◆ **SHORT TASK**: Present every line of the listing below as a Markdown table with the columns "No." and "Line", one row per line and with blank lines omitted. Leave the pictures out of the table.
[Start RECORD LIST]
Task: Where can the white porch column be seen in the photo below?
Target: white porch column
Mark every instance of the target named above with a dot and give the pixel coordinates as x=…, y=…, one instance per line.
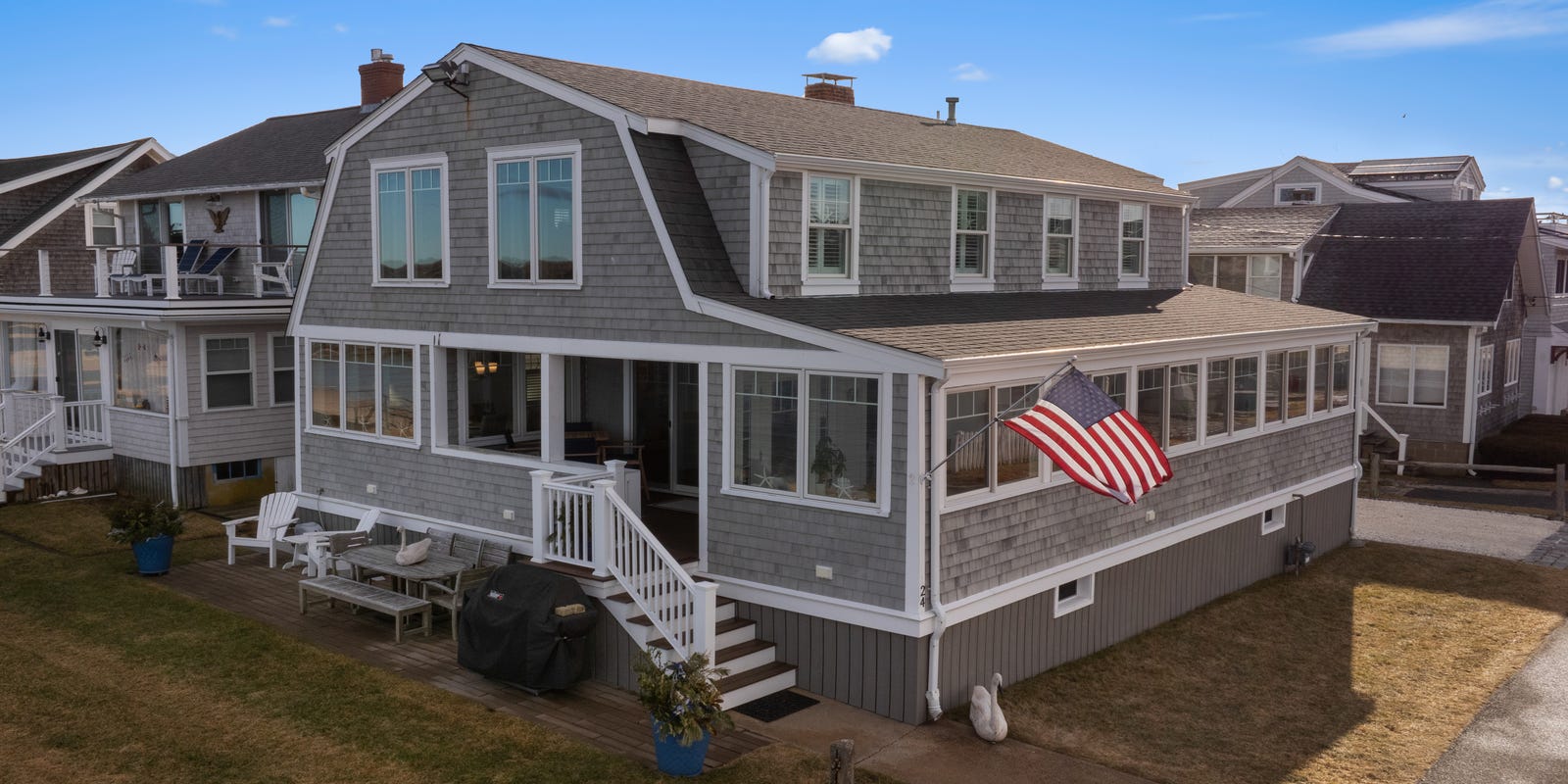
x=601, y=527
x=541, y=514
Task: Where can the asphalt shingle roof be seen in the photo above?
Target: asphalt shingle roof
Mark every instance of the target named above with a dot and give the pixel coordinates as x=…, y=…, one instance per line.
x=982, y=325
x=278, y=151
x=1419, y=261
x=791, y=124
x=1258, y=226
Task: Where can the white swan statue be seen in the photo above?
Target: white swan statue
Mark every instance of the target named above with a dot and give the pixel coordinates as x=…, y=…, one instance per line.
x=985, y=712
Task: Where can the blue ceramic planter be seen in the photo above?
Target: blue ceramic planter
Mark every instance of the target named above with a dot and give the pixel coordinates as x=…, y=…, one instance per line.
x=676, y=760
x=154, y=554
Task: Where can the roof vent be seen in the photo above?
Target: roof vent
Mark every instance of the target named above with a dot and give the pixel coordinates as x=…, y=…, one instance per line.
x=378, y=80
x=828, y=88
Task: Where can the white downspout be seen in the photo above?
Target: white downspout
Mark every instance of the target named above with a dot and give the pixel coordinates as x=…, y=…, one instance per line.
x=933, y=695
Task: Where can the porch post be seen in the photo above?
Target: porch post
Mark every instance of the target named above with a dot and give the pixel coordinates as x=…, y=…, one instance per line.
x=99, y=273
x=601, y=527
x=706, y=619
x=172, y=279
x=541, y=509
x=43, y=273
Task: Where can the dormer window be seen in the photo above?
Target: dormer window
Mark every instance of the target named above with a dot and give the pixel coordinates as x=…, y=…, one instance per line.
x=1298, y=193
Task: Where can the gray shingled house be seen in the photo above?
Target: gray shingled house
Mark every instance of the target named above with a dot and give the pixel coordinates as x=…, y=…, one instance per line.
x=697, y=345
x=118, y=380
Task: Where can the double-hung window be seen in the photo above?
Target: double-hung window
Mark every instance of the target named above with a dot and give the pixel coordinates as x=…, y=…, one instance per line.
x=1060, y=237
x=1413, y=375
x=535, y=206
x=1134, y=240
x=227, y=368
x=363, y=388
x=830, y=226
x=971, y=234
x=1484, y=363
x=410, y=220
x=807, y=435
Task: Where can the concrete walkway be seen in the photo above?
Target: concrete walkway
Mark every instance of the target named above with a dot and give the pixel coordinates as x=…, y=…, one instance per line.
x=1521, y=733
x=937, y=753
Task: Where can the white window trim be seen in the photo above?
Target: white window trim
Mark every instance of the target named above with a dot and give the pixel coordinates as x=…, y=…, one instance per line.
x=1071, y=278
x=1377, y=384
x=1142, y=278
x=120, y=224
x=271, y=368
x=342, y=431
x=799, y=498
x=971, y=282
x=514, y=153
x=1084, y=598
x=827, y=284
x=1274, y=519
x=408, y=164
x=1486, y=363
x=250, y=342
x=1314, y=187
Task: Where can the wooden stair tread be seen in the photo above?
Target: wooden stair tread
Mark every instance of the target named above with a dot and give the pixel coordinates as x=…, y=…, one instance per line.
[End RECORD LIST]
◆ **EXERCISE ANSWER**:
| No. | Line |
|---|---|
| 1 | Task: Where can the white porch column be seen in the photo below? |
| 2 | Target: white porch column |
| 3 | Mark every instance of the target named above with a dot and give the pixel coordinates as x=…, y=…, one instance per line. |
| 4 | x=601, y=527 |
| 5 | x=541, y=514 |
| 6 | Task: Where can the asphalt shingle roof be seen in the photo above? |
| 7 | Target: asphalt shingle roof |
| 8 | Mark every instance of the target named above with a dot and give the pixel coordinates as x=…, y=…, one instance per line. |
| 9 | x=982, y=325 |
| 10 | x=278, y=151 |
| 11 | x=1419, y=261 |
| 12 | x=791, y=124 |
| 13 | x=1258, y=226 |
| 14 | Task: Where can the white swan statue be seen in the photo above? |
| 15 | Target: white swan statue |
| 16 | Mark every instance of the target named above with a dot and give the pixel coordinates as x=…, y=…, one instance per line. |
| 17 | x=985, y=712 |
| 18 | Task: Where can the blue ceramic planter be seen in the photo above? |
| 19 | Target: blue ceramic planter |
| 20 | Mark every instance of the target named above with a dot and give the pixel coordinates as x=…, y=…, one instance per line. |
| 21 | x=676, y=760 |
| 22 | x=154, y=554 |
| 23 | Task: Where can the roof vent be seen in the photo above? |
| 24 | Target: roof vent |
| 25 | Mark every instance of the target named above with a dot and give the pixel coordinates as x=…, y=…, one instance per line. |
| 26 | x=378, y=80 |
| 27 | x=828, y=88 |
| 28 | Task: Where can the white downspout be seen in the photo above? |
| 29 | Target: white downspout |
| 30 | Mark every instance of the target named above with a dot and give the pixel coordinates as x=…, y=…, one instance per line. |
| 31 | x=933, y=695 |
| 32 | Task: Where can the porch post be seen in the photo above? |
| 33 | Target: porch post |
| 34 | Mark every instance of the target named above with a dot and give the pixel coordinates as x=…, y=…, one instance per line. |
| 35 | x=99, y=273 |
| 36 | x=601, y=527 |
| 37 | x=706, y=619 |
| 38 | x=172, y=279 |
| 39 | x=541, y=509 |
| 40 | x=43, y=273 |
| 41 | Task: Where can the dormer window be seen in the photo above? |
| 42 | Target: dormer window |
| 43 | Mark every instance of the target named above with a dot and give the pixel coordinates as x=…, y=…, one instance per line. |
| 44 | x=1298, y=193 |
| 45 | Task: Where can the gray shingled house be seen in the photo above? |
| 46 | Target: gray shingled house |
| 47 | Mark every instance of the target named above with a dot and give the pixel coordinates as x=…, y=…, one instance per line. |
| 48 | x=697, y=345 |
| 49 | x=118, y=380 |
| 50 | Task: Where can the double-hung window be seen in the photo above? |
| 51 | Target: double-hung window |
| 52 | Mark every instance of the target named above with a dot and give the pixel coordinates as x=…, y=…, one instance per line. |
| 53 | x=1060, y=237 |
| 54 | x=1413, y=375 |
| 55 | x=535, y=206 |
| 56 | x=1134, y=240 |
| 57 | x=227, y=368 |
| 58 | x=363, y=388 |
| 59 | x=830, y=226 |
| 60 | x=971, y=234 |
| 61 | x=1484, y=363 |
| 62 | x=410, y=220 |
| 63 | x=807, y=435 |
| 64 | Task: Where can the concrete walkway be seen in the photo above? |
| 65 | Target: concrete walkway |
| 66 | Mark every instance of the target named above with a dot and give the pixel coordinates as x=…, y=…, one instance per line. |
| 67 | x=1521, y=733 |
| 68 | x=937, y=753 |
| 69 | Task: Where can the white window trim be seen in the photo above? |
| 70 | Target: white window trim |
| 71 | Mark every instance of the target named above with a dot and give the pixel coordinates as x=…, y=…, one instance per line. |
| 72 | x=1071, y=278 |
| 73 | x=1377, y=384 |
| 74 | x=1142, y=278 |
| 75 | x=120, y=224 |
| 76 | x=271, y=368 |
| 77 | x=342, y=431 |
| 78 | x=799, y=498 |
| 79 | x=971, y=282 |
| 80 | x=514, y=153 |
| 81 | x=1084, y=598 |
| 82 | x=827, y=284 |
| 83 | x=1274, y=519 |
| 84 | x=408, y=164 |
| 85 | x=1486, y=363 |
| 86 | x=250, y=342 |
| 87 | x=1314, y=187 |
| 88 | Task: Where can the wooden stair tread be seen in the photo above? |
| 89 | Target: wooden stair tread |
| 90 | Mark every instance of the target named above with a dot and give the pixel coordinates as x=…, y=…, one instance per line. |